To be done - Reproduce the passage below on when 28 U.S.C. Sec. 2281 requires a three-judge court, word for word and in full.

Selected excerpt -
################
The statute governing us, 28 U.S.C. Sec. 2281, requires the convening of a three-judge court when what is sought is an "injunction restraining the enforcement, operation or execution of any State statute by restraining the action of any officer of such State in the enforcement or execution of such statute . . . ." This has been said not to apply to a state statute which relates to a matter not "of statewide concern but [which] affects exclusively a particular district [in the state]." Rorick v. Board of Commissioners, 307 U.S. 208, 212, 59 S.Ct. 808, 811, 83 L.Ed. 1242 (1939). Later, the Court referred to convening a Sec. 2281 court to hear challenges to "state law the application of which is state-wide", Cleveland v. United States, 323 U.S. 329, 65 S.Ct. 280, 89 L.Ed. 274 (1945), thereby seemingly focusing more on the application or impact of the state statute, rather than on the breadth of the concerns which it manifested. This view was reinforced in Moody v. Flowers, 387 U.S. 97, 101-102, 87 S.Ct. 1544, 1548, 18 L.Ed.2d 643 (1967), which indicated that a three-judge court was proper "only when a state statute of general and statewide application is sought to be enjoined . . . [and not when] state officers [perform] matters of purely local concern." Where the " 'statute' . . . is one of limited application, concerning only a particular county", id. at 104, 87 S.Ct. at 1549, a single judge should hear the cause. Most recently, certain language in Board of Regents v. New Left Education Project, 404 U.S. 541, 543, 92 S.Ct. 652, 654, 30 L.Ed.2d 697, if taken out of context, might be said to confirm the propriety of determining whether a "state statute [has] only a local impact"-as opposed to a statewide impact-as the touchstone for deciding the applicability of Sec. 2281.
################
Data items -
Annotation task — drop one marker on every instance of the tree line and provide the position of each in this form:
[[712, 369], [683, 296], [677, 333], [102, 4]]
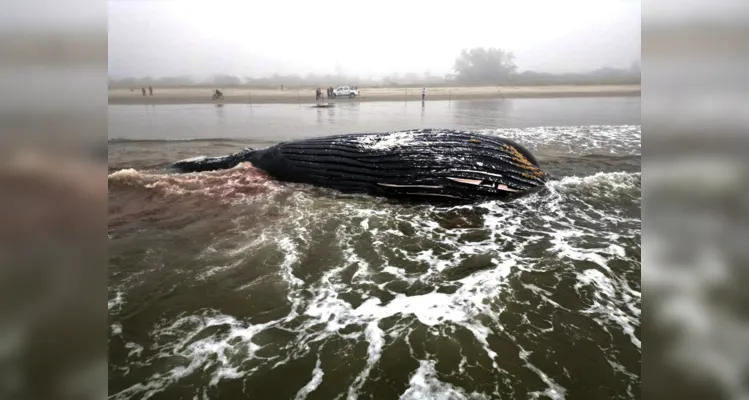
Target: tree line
[[477, 66]]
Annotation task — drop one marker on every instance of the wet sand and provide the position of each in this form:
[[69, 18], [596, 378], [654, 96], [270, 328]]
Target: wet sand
[[271, 96]]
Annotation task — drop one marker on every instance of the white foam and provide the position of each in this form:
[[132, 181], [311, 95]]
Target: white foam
[[424, 385], [388, 141], [318, 310], [315, 381]]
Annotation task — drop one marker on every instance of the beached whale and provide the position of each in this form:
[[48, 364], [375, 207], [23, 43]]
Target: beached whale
[[419, 165]]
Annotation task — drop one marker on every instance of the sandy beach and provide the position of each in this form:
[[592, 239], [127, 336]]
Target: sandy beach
[[270, 96]]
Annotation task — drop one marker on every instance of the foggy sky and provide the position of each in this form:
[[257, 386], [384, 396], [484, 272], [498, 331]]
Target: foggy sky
[[364, 38]]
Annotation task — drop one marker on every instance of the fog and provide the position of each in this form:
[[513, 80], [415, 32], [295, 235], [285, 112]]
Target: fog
[[365, 39]]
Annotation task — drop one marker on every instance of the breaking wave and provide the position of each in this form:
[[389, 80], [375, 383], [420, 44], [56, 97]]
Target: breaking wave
[[447, 294]]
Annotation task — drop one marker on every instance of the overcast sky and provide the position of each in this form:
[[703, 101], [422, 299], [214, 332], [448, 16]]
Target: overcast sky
[[364, 38]]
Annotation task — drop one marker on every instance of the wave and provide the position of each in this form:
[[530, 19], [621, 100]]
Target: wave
[[392, 271]]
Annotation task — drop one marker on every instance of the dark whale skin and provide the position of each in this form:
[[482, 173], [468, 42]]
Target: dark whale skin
[[419, 165]]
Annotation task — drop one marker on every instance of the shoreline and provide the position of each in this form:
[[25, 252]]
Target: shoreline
[[307, 96]]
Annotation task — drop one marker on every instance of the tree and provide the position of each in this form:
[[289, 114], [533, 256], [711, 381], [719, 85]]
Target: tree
[[484, 66]]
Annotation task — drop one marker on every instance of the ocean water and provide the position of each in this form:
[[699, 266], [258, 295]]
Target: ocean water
[[228, 284]]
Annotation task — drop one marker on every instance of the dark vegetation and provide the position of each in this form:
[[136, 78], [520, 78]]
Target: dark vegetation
[[473, 67]]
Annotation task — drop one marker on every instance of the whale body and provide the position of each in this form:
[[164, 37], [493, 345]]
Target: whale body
[[420, 165]]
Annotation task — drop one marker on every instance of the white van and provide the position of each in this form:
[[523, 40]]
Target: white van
[[345, 91]]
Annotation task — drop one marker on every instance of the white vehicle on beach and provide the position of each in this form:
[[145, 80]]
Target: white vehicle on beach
[[345, 91]]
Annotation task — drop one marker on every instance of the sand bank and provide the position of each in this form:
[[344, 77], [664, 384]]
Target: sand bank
[[269, 96]]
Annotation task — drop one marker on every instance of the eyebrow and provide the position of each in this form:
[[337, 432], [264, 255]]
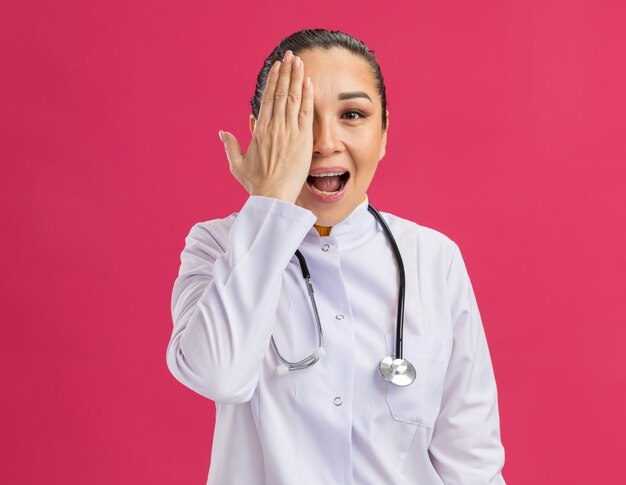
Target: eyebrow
[[353, 94]]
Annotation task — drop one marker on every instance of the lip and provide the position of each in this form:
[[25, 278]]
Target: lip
[[323, 197], [316, 170]]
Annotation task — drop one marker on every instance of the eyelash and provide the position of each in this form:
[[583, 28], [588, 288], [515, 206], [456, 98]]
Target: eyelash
[[360, 115]]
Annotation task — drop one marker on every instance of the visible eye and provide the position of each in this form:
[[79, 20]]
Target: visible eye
[[353, 115]]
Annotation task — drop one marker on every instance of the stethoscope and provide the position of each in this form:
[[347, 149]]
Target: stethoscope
[[397, 370]]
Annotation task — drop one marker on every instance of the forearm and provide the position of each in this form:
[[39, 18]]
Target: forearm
[[224, 310]]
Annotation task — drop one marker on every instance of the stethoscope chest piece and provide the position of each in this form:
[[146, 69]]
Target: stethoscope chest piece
[[399, 372]]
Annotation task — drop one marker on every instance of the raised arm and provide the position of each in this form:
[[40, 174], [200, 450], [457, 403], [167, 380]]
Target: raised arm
[[225, 297], [227, 291]]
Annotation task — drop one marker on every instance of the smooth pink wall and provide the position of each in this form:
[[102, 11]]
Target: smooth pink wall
[[506, 133]]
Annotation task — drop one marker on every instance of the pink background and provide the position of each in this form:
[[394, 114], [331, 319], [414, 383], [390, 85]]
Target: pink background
[[507, 134]]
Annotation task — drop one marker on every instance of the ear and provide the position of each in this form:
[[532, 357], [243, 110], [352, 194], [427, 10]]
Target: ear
[[252, 124], [383, 143]]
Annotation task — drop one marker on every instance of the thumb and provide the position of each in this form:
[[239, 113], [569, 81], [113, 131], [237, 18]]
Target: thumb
[[232, 147]]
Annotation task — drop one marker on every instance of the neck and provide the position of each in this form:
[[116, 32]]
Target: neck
[[325, 230]]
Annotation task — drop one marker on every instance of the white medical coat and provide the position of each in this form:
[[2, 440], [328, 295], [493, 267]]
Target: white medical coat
[[337, 422]]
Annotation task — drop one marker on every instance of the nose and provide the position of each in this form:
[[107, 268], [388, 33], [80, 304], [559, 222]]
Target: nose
[[326, 137]]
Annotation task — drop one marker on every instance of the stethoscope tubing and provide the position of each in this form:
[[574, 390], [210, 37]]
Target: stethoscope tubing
[[401, 282], [389, 365]]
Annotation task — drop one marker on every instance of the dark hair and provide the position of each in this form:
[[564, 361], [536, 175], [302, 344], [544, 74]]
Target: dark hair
[[324, 39]]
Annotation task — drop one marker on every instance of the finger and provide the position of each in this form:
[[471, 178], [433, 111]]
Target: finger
[[282, 88], [232, 148], [295, 91], [267, 102], [305, 115]]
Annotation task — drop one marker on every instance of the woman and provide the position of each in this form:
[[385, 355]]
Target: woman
[[242, 312]]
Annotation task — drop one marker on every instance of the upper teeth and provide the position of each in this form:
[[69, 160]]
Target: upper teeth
[[328, 174]]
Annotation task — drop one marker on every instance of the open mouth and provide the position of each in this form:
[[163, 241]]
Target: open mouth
[[328, 183]]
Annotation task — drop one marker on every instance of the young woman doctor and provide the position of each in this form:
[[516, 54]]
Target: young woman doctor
[[243, 314]]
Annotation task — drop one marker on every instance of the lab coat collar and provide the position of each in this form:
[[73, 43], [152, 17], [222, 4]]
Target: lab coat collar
[[356, 226]]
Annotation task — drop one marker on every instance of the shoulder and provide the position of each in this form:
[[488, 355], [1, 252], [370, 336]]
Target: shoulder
[[429, 240], [212, 232]]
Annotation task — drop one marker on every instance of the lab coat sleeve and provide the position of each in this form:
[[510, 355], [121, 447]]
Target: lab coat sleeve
[[225, 297], [466, 447]]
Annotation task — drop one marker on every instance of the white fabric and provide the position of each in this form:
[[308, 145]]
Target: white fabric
[[240, 282]]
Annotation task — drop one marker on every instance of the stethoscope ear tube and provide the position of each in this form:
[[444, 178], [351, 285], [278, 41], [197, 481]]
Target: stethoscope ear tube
[[401, 282]]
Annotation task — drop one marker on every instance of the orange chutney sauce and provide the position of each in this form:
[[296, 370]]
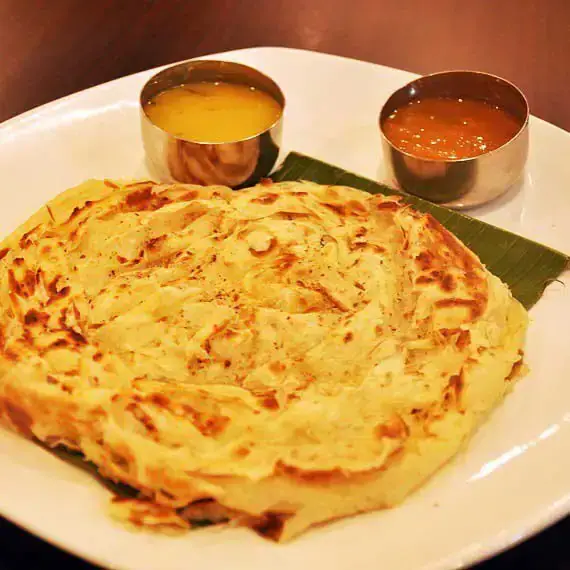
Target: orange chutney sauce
[[441, 128]]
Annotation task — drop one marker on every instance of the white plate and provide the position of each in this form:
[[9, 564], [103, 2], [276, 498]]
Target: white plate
[[513, 479]]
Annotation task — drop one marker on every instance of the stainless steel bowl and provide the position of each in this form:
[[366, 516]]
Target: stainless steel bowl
[[460, 183], [234, 163]]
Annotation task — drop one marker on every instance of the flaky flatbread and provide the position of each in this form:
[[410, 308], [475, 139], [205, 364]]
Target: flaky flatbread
[[278, 356]]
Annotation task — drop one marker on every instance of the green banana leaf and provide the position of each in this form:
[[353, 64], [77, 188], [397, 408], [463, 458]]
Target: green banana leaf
[[525, 266]]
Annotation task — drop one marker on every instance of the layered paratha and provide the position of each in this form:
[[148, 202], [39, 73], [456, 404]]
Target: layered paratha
[[279, 356]]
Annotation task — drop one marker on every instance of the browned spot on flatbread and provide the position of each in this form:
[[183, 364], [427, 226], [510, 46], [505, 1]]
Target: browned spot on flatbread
[[78, 210], [33, 317], [388, 206], [425, 260], [448, 283], [17, 416], [25, 240], [266, 199], [463, 339], [277, 367], [285, 261], [394, 428], [207, 424], [476, 306], [261, 253], [144, 199], [271, 524], [76, 337], [515, 370], [153, 244], [454, 390], [269, 402]]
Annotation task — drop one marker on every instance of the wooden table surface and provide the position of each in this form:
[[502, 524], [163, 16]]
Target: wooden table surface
[[51, 48]]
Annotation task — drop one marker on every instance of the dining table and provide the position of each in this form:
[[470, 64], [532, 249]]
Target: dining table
[[52, 48]]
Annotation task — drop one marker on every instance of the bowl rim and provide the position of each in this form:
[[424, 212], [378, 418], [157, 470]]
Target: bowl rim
[[190, 63], [523, 128]]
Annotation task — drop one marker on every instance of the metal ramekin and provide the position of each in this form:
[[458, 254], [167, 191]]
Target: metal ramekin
[[462, 183], [235, 163]]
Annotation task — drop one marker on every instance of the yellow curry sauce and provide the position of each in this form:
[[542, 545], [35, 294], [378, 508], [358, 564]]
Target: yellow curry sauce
[[213, 111]]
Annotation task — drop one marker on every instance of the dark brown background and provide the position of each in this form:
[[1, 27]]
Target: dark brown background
[[54, 47]]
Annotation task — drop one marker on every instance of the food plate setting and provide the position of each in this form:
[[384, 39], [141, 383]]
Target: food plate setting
[[277, 307]]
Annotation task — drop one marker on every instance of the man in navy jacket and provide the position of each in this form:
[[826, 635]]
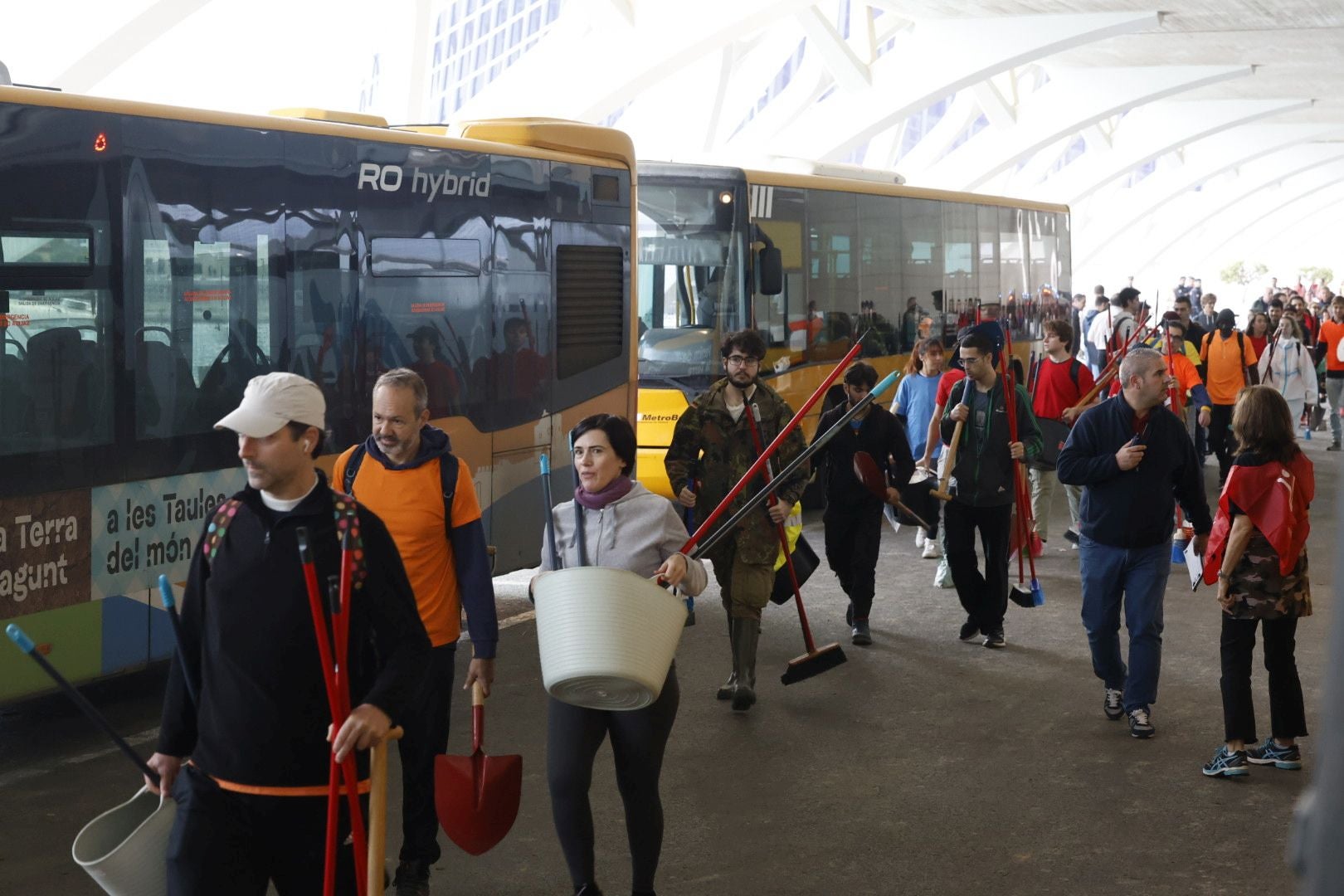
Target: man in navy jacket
[[1135, 460]]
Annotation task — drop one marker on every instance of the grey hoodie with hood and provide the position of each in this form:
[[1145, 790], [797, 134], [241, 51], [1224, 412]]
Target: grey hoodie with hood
[[636, 533]]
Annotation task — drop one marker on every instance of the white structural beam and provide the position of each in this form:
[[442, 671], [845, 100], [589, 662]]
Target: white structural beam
[[1074, 100], [1155, 130], [1205, 160], [119, 47], [1252, 215], [1220, 202], [850, 71], [923, 67], [621, 61]]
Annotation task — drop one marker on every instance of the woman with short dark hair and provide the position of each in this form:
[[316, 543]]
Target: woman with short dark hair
[[626, 527], [1257, 557]]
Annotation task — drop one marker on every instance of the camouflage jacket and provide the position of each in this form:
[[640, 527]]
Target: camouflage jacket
[[717, 450]]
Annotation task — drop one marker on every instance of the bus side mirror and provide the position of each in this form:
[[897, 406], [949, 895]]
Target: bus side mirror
[[771, 271]]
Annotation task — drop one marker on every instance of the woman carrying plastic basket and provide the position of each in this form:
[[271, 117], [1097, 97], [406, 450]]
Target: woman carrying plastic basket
[[613, 523]]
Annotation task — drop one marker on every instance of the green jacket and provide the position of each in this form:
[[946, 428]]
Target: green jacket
[[984, 477], [710, 446]]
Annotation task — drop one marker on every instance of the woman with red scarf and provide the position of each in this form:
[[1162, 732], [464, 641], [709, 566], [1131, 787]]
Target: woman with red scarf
[[1257, 555]]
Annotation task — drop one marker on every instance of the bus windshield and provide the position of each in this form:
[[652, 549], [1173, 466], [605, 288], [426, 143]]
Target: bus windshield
[[691, 277]]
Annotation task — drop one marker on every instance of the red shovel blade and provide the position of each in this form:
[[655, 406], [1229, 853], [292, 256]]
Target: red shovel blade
[[476, 798], [869, 475]]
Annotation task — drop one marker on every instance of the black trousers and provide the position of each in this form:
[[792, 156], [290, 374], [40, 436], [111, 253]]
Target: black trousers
[[639, 739], [230, 844], [1287, 715], [854, 535], [1220, 441], [425, 726], [983, 597]]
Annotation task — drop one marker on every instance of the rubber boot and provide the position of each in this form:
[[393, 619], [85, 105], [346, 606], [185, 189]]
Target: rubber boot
[[746, 635], [730, 685]]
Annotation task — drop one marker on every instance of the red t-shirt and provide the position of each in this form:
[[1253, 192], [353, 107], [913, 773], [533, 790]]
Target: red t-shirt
[[1055, 387], [1332, 334], [949, 379]]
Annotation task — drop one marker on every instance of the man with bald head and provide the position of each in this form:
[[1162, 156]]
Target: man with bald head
[[1133, 460]]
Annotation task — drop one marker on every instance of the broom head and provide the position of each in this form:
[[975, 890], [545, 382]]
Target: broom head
[[825, 659]]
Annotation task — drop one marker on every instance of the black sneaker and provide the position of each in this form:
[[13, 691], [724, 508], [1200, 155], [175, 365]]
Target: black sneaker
[[411, 879], [1114, 704], [1140, 724], [1270, 754]]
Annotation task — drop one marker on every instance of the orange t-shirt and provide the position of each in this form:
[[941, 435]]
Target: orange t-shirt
[[1332, 334], [410, 504], [1225, 360]]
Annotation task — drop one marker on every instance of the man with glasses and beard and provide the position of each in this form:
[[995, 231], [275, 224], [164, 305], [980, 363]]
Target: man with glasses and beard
[[984, 484], [1133, 460], [713, 438]]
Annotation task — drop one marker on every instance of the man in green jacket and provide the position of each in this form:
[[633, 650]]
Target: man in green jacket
[[714, 438], [983, 479]]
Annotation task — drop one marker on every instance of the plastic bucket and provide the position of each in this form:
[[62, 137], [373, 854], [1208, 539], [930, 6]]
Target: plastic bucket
[[125, 850], [606, 637]]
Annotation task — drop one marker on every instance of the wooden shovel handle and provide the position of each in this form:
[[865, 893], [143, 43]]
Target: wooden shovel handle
[[952, 460], [378, 811]]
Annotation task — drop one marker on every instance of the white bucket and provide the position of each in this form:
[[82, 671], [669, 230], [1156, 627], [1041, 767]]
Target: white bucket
[[125, 850], [606, 637]]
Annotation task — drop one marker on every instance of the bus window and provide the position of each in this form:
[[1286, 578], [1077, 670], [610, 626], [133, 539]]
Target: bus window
[[58, 359]]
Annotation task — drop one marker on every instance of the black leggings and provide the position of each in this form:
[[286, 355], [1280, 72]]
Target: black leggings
[[639, 738]]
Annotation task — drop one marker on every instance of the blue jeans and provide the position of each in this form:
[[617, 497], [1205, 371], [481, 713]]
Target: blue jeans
[[1138, 577]]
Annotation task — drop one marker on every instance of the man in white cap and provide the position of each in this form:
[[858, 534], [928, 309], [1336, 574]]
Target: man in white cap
[[249, 805]]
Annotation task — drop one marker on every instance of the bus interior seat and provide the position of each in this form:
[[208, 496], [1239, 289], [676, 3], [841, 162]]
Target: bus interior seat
[[15, 399], [166, 394], [62, 375]]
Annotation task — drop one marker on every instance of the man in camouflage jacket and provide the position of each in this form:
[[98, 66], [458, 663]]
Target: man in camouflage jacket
[[714, 438]]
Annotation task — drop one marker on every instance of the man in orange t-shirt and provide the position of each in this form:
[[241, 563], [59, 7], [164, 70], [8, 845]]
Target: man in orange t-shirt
[[398, 476], [1230, 364], [1331, 347]]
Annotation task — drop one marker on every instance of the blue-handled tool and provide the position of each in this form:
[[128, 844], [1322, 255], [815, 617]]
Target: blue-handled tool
[[171, 606], [550, 514], [24, 644]]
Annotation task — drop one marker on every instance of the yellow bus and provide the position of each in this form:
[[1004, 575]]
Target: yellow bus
[[812, 258], [153, 260]]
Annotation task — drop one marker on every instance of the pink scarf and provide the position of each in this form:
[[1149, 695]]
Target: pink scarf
[[617, 488]]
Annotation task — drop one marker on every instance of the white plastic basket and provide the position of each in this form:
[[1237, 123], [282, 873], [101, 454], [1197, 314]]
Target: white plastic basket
[[606, 637], [125, 850]]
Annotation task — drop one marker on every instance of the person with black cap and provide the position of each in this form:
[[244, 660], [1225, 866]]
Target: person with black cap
[[1230, 364], [251, 805]]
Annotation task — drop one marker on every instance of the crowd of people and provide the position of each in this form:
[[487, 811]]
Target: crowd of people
[[251, 805]]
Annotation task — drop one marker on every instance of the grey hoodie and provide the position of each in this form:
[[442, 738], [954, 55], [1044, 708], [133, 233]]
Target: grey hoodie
[[636, 533]]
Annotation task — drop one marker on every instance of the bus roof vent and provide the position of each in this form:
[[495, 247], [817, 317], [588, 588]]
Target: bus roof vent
[[791, 165], [336, 117]]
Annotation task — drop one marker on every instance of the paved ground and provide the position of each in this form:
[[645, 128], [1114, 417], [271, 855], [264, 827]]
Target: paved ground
[[921, 766]]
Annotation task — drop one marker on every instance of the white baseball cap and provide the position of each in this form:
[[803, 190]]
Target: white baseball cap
[[273, 401]]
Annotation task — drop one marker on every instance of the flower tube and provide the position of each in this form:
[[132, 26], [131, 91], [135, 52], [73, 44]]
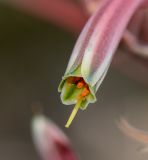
################
Problem solution -
The statute governing us, 28 U.S.C. Sec. 2281, requires the convening of a three-judge court when what is sought is an "injunction restraining the enforcement, operation or execution of any State statute by restraining the action of any officer of such State in the enforcement or execution of such statute . . . ." This has been said not to apply to a state statute which relates to a matter not "of statewide concern but [which] affects exclusively a particular district [in the state]." Rorick v. Board of Commissioners, 307 U.S. 208, 212, 59 S.Ct. 808, 811, 83 L.Ed. 1242 (1939). Later, the Court referred to convening a Sec. 2281 court to hear challenges to "state law the application of which is state-wide", Cleveland v. United States, 323 U.S. 329, 65 S.Ct. 280, 89 L.Ed. 274 (1945), thereby seemingly focusing more on the application or impact of the state statute, rather than on the breadth of the concerns which it manifested. This view was reinforced in Moody v. Flowers, 387 U.S. 97, 101-102, 87 S.Ct. 1544, 1548, 18 L.Ed.2d 643 (1967), which indicated that a three-judge court was proper "only when a state statute of general and statewide application is sought to be enjoined . . . [and not when] state officers [perform] matters of purely local concern." Where the " 'statute' . . . is one of limited application, concerning only a particular county", id. at 104, 87 S.Ct. at 1549, a single judge should hear the cause. Most recently, certain language in Board of Regents v. New Left Education Project, 404 U.S. 541, 543, 92 S.Ct. 652, 654, 30 L.Ed.2d 697, if taken out of context, might be said to confirm the propriety of determining whether a "state statute [has] only a local impact"-as opposed to a statewide impact-as the touchstone for deciding the applicability of Sec. 2281.